| EXCERPTED TEXT |
Graduates with a master's degree in genetics are prepared for several different careers involving science and/or health. Some of these graduates may prefer to work in a laboratory setting, while others prefer interacting with people; careers for both groups are available. Here we discuss a few of the available careers for those with a master's in genetics.
Related Careers for a Master's Degree in Genetics
|Job Title||Median Salary (2019)*||Job Growth (2019-2029)*|
|Natural Sciences Managers||$129,100||5%|
|Biochemists and Biophysicists||$94,490||4%|
Source: *U.S. Bureau of Labor Statistics
Genetic counselors need a master's degree in genetics or genetic counseling to counsel patients on their inherited conditions. These counselors may work with individuals, couples or families to discuss their risk for birth defects or other genetic disorders after taking extensive family and medical histories. These counselors also consider genetic information for genetic risks and then talk with patients about their testing options, as well as treatment options should a condition be detected. Genetic counselors must be able to clearly communicate with families and educate them about their options, conditions and treatments and maintain detailed documentation and reports of all their cases.

| EXERCISE INSTRUCTIONS |
(A) Summarize the passage on genetics careers in two sentences.
(B) Edit the passage on genetics careers by rewriting the stretch from "Graduates with a" through "master's in genetics.", with "laboratory setting" replaced by "research lab".
None of the material after this point plays any part here.

| INFORMATION GIVEN |
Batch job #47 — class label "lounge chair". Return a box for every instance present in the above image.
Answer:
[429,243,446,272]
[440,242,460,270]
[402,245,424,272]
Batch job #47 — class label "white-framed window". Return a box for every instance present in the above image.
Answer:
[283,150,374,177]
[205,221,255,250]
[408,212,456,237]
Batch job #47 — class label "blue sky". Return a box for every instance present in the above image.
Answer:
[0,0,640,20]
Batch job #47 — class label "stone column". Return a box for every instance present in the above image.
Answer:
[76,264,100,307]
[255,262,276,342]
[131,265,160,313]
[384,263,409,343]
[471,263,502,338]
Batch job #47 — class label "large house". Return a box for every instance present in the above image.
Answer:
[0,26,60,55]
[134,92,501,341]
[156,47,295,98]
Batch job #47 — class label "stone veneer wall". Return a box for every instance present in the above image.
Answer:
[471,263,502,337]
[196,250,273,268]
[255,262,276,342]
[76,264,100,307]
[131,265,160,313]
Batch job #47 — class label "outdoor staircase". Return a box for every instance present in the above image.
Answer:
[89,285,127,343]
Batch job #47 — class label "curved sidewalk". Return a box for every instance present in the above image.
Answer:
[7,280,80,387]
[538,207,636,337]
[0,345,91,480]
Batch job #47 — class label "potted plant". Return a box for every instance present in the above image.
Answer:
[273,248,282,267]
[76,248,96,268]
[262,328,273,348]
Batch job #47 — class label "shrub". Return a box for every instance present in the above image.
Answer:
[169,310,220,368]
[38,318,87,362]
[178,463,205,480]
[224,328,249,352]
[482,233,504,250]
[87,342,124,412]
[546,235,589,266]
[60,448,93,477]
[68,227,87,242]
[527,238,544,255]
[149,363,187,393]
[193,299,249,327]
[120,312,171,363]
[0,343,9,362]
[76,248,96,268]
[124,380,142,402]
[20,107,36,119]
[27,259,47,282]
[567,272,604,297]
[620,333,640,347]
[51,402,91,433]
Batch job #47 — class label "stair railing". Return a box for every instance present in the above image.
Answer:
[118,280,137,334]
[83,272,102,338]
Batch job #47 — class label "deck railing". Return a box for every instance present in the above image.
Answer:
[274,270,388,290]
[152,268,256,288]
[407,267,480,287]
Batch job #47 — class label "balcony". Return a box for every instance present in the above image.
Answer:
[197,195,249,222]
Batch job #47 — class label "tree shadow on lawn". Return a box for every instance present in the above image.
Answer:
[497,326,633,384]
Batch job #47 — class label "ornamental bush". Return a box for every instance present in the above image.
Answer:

| REPLIES |
(A) Graduates with a master's degree in genetics are prepared for careers involving science and/or health, with options both for those who prefer a laboratory setting and for those who prefer interacting with people. Genetic counselors, who need a master's degree in genetics or genetic counseling, discuss patients' risk for birth defects or other genetic disorders, talk with them about testing and treatment options, and maintain detailed documentation of their cases.

(B)
Graduates with a master's degree in genetics are prepared for several different careers involving science and/or health. Some of these graduates may prefer to work in a research lab, while others prefer interacting with people; careers for both groups are available. Here we discuss a few of the available careers for those with a master's in genetics.